DIRECTIONS FOR THIS TASK: Repeat the material exactly, leaving nothing out.
** Start of TASK MATERIAL **
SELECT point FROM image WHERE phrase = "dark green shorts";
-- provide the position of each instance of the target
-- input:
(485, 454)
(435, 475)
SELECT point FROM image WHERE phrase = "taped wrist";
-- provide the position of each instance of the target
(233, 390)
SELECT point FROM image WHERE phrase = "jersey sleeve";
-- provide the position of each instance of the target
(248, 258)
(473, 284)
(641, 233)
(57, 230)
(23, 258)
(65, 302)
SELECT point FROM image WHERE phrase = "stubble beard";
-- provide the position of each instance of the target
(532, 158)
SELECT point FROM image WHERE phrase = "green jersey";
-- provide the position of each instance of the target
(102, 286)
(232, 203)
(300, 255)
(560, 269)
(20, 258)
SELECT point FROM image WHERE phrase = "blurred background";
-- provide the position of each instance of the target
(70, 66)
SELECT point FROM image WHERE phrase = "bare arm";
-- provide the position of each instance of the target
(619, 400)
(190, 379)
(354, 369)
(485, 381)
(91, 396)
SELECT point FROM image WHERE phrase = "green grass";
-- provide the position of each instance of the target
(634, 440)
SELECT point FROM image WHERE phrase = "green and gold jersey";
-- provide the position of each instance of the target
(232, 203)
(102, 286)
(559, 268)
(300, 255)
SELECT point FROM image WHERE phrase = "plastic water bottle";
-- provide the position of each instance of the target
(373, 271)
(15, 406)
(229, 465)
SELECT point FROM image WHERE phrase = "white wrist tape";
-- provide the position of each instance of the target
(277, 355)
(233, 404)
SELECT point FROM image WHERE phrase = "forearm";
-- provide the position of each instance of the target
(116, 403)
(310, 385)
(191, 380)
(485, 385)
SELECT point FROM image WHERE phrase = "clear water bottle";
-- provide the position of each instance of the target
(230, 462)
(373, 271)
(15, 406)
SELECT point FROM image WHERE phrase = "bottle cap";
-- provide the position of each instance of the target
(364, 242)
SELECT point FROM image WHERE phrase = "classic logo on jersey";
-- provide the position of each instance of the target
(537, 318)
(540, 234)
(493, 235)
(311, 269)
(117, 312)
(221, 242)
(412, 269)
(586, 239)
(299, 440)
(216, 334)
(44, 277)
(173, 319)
** End of TASK MATERIAL **
TASK RESULT:
SELECT point FROM image WHERE phrase = "dark green shorts";
-- provide the position of each instance of the target
-- input:
(485, 454)
(435, 475)
SELECT point FROM image WHERE phrase = "taped wrist";
-- provide the position of each instance of the target
(233, 390)
SELECT point FROM image WHERE phrase = "jersey sleeve";
-- provide the position of each instance of the target
(248, 258)
(473, 284)
(641, 233)
(57, 230)
(23, 258)
(65, 302)
SELECT point FROM image WHERE phrase = "stubble beard";
-- provide the position of each instance of the target
(532, 158)
SELECT point FROM image WHERE phrase = "green jersey";
-- provide the position of each instance of the target
(102, 286)
(232, 203)
(300, 255)
(560, 269)
(20, 258)
SELECT point FROM image WHERE phrase = "blurred background";
-- provide the position of each instance of the target
(70, 66)
SELECT point FROM image WHERE phrase = "bare arm";
-- provide the position of each instance of the target
(619, 400)
(190, 379)
(354, 369)
(485, 381)
(91, 396)
SELECT point FROM image WHERE phrase = "green grass";
-- provide the position of each instance of the target
(634, 440)
SELECT point FROM image WHERE phrase = "green and gold jersey";
-- provide the position of each instance of the target
(232, 203)
(102, 286)
(559, 268)
(300, 255)
SELECT point FROM image WHERE phrase = "plastic water bottle";
-- provide the position of each instance of the target
(373, 271)
(15, 406)
(229, 465)
SELECT point FROM image WHERE phrase = "white wrist tape";
-- provide the position of each instance of the target
(277, 355)
(233, 404)
SELECT point FROM image WHERE phrase = "forearm";
-- provide the position of each instance of the target
(116, 403)
(310, 385)
(191, 380)
(485, 385)
SELECT point FROM image WHERE phrase = "clear water bottle";
-- provide the position of each instance of the target
(230, 462)
(373, 271)
(15, 406)
SELECT point FROM image WHERE phrase = "bottle cap";
-- provide the position of each instance of the target
(364, 242)
SELECT point FROM image WHERE phrase = "classic logo on jersey";
-- provide the position of each instance of the target
(537, 318)
(540, 234)
(493, 235)
(311, 269)
(117, 312)
(221, 242)
(412, 269)
(586, 239)
(299, 440)
(216, 334)
(44, 277)
(173, 319)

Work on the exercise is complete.